Point placement listing
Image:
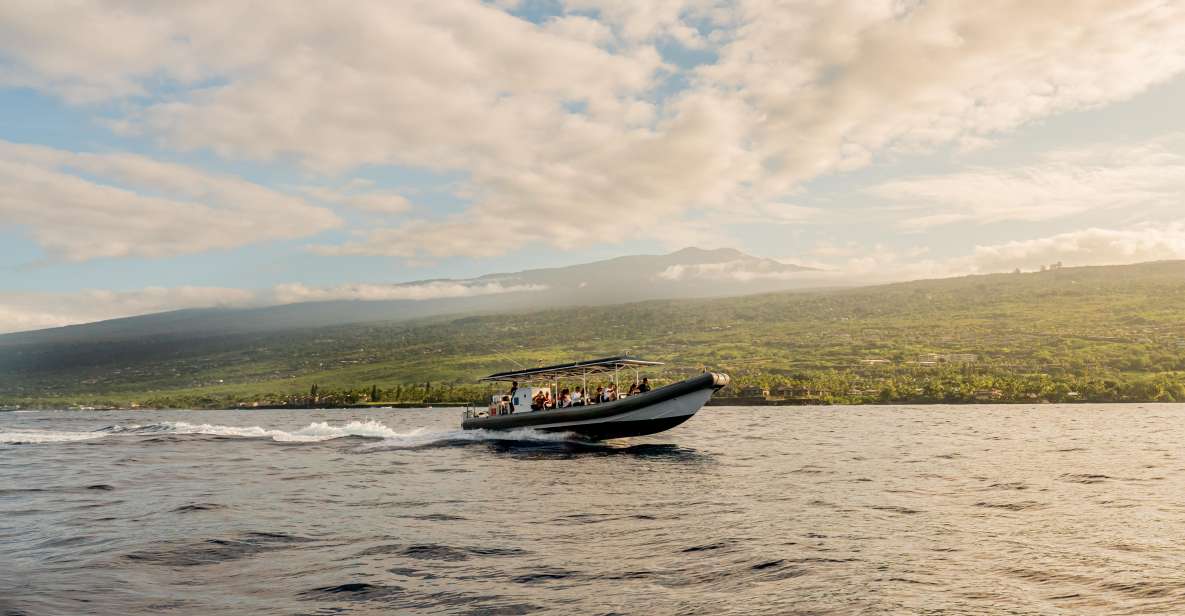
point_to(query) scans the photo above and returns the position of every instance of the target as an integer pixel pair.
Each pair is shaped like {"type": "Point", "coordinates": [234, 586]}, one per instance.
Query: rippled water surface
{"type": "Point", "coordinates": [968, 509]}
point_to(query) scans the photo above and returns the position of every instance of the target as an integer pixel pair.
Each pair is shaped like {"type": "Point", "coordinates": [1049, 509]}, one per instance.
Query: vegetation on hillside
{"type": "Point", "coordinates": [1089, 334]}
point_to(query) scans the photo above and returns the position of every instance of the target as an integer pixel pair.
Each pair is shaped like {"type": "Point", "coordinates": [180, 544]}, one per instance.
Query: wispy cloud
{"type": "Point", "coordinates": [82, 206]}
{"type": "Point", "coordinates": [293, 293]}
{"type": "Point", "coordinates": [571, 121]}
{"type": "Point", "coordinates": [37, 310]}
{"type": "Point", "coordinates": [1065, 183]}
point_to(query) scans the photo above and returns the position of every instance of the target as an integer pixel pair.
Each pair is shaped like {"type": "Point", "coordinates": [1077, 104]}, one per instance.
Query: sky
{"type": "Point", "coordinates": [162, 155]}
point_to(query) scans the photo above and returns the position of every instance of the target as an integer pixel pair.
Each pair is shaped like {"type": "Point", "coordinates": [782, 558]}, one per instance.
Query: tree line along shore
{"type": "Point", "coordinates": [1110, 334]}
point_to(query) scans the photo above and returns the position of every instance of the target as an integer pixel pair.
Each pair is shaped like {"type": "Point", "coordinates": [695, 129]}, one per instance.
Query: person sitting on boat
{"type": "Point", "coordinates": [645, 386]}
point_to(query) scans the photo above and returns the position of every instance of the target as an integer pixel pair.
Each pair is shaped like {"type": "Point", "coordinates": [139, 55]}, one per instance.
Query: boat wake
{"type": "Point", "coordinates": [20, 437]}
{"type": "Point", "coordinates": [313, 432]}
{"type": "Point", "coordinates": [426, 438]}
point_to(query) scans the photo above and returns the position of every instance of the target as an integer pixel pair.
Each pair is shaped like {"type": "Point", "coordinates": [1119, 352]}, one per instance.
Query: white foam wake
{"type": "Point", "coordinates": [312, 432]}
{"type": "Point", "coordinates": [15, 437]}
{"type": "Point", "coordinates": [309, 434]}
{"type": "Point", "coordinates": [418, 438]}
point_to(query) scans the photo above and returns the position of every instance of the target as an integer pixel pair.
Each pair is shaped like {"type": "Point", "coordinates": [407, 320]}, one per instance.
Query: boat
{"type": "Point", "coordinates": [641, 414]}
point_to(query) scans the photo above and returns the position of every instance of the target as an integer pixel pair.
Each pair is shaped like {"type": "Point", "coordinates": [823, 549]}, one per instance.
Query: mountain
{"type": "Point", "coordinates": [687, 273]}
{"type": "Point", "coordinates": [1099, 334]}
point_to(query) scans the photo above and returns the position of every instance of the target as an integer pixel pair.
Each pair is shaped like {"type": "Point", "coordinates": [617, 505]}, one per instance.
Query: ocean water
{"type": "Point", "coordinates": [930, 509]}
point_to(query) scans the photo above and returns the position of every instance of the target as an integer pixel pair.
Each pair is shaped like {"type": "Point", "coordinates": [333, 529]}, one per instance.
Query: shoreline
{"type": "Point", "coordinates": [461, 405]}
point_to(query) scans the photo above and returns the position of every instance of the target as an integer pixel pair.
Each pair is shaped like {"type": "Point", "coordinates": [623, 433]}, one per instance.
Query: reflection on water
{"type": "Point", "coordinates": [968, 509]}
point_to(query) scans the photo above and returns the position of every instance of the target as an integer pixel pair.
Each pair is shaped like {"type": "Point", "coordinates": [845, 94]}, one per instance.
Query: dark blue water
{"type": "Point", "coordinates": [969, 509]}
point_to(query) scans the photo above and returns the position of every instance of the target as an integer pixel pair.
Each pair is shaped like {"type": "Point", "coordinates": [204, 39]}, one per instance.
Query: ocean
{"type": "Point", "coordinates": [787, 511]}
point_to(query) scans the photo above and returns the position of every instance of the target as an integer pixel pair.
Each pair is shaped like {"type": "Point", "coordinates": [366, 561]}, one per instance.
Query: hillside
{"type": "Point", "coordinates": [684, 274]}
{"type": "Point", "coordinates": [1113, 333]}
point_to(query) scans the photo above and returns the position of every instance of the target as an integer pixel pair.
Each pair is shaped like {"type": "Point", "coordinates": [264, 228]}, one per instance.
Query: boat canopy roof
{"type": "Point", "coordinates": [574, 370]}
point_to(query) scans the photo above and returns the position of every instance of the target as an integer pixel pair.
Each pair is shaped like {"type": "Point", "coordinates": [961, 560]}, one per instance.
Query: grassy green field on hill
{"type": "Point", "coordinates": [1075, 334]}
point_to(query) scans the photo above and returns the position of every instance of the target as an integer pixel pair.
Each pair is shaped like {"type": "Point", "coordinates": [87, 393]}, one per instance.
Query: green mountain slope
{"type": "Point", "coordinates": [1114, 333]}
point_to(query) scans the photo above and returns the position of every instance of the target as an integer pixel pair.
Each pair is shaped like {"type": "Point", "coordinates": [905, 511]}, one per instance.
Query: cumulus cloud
...
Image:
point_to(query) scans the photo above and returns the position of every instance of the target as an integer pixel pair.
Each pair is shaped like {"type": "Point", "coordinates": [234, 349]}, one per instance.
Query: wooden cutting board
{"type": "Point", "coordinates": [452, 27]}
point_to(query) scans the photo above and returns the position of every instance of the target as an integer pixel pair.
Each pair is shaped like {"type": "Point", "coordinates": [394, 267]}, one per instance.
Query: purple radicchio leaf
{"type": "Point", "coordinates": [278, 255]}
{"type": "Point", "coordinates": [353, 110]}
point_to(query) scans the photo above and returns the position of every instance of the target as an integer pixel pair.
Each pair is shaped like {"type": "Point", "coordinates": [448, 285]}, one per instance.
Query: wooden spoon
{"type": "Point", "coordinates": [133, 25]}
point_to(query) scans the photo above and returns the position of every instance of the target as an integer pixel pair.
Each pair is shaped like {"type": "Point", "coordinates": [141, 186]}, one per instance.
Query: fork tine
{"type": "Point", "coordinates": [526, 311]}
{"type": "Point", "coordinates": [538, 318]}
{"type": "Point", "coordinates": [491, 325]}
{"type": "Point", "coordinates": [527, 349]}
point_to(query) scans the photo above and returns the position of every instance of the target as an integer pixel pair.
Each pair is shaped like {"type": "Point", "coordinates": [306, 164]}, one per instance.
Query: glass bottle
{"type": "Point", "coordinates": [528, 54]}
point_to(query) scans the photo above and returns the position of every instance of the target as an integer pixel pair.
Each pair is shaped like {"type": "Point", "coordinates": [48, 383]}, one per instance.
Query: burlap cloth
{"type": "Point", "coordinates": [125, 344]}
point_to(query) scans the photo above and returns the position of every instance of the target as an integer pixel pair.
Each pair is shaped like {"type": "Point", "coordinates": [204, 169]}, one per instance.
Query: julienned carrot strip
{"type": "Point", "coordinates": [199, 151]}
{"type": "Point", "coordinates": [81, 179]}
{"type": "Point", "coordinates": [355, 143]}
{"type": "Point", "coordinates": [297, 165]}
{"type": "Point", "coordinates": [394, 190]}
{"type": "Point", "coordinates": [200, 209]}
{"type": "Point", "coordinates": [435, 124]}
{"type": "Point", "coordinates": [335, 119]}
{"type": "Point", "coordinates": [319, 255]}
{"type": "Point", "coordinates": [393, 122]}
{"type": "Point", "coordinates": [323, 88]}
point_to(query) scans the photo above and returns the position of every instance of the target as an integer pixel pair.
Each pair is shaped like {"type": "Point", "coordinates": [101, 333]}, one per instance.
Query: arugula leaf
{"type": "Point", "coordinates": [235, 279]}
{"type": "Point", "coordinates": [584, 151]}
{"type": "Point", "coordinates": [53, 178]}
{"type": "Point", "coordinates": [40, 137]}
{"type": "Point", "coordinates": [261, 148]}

• Set problem
Show every line of the listing above that contains the word "cloud".

• Task solution
Query: wispy cloud
Query: cumulus cloud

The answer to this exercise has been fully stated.